WRITTEN INSTRUCTION 1 →
Count the lines in the rows below that contain the string "cylindrical", and report only that number.

READING PASSAGE →
'''

Manhattan swarms with inhabitants from every culture and region. Growing up in this collage of humanity, I admired the Indian women above all, flowing down Fifth Avenue in their saris. By age four, I had traveled extensively, especially to Israel where my oldest sister lived. There I was enchanted by the simple life of my brother-in-law’s family. From Yemen, these religious people had an extended family that lived by planting crops and milking goats.

 

With a wide range of exposure to ideas and ways of living, I started a search for truth before kindergarten. I wanted to find a truth whose reality had a base other than family and tradition. I said so, much to my mother’s surprise.

 

Textbooks do a poor job of describing reincarnation to an inquisitive student–my elementary school geography book mentioned the idea when ridiculing the “primitive” culture of India. But the mention was enough. I accepted reincarnation as the most sensible and logical answer to many of life’s riddles and wrote as much in a paper for my Hebrew School teacher. I was then eight. He was not very impressed.

 

My second oldest sister lived on New York’s lower east side during the 60’s when the area emerged as a Mecca for hippies. They had moved there not to become hippies, but so she could attend Cooper Union Art School. The prevailing philosophy of peace and love through simplicity, cooperation, nature (and drugs and free sex) saturated the neighborhood. A young movement, the counterculture had not yet produced the confused and bedraggled results of its good intentions. My sister and her husband were very interested.

'''

Location identification entries:

'''

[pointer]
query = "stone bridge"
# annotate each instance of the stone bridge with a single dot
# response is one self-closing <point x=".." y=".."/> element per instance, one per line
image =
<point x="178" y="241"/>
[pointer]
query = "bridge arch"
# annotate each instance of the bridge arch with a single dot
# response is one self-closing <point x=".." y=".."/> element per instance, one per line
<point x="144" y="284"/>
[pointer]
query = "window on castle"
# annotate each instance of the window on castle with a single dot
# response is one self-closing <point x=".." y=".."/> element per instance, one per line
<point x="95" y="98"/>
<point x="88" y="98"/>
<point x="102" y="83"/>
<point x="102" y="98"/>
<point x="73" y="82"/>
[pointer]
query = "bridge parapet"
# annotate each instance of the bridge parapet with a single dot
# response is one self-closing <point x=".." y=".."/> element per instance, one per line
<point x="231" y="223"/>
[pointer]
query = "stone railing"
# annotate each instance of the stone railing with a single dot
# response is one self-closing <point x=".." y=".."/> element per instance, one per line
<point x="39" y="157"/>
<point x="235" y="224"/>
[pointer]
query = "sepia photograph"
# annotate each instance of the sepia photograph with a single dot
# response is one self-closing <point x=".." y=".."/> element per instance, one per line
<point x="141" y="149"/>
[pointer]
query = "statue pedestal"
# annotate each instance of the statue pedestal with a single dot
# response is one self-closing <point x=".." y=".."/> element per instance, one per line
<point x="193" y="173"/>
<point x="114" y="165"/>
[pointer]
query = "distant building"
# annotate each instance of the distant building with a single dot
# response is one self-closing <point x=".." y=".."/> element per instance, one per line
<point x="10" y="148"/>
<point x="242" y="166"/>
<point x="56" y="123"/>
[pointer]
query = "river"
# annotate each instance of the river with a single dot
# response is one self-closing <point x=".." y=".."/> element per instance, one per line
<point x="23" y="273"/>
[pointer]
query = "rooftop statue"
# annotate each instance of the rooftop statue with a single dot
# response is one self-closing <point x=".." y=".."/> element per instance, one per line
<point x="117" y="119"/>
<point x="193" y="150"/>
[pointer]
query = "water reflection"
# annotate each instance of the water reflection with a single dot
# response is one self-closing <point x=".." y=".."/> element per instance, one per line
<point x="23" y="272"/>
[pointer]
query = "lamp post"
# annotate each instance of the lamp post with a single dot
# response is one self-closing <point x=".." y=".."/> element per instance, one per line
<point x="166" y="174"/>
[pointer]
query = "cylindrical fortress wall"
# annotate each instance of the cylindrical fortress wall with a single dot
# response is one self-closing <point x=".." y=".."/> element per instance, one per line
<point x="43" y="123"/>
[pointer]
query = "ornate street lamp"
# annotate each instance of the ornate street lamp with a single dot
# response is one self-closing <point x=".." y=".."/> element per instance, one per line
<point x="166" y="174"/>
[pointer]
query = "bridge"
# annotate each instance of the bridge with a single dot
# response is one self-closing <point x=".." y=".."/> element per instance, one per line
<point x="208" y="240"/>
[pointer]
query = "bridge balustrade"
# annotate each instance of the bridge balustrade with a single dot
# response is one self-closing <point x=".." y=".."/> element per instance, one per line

'''

WRITTEN INSTRUCTION 2 →
In the essay above, in which country did the writer's oldest sister live?

COMPLETE ANSWER 1 →
2

COMPLETE ANSWER 2 →
Israel.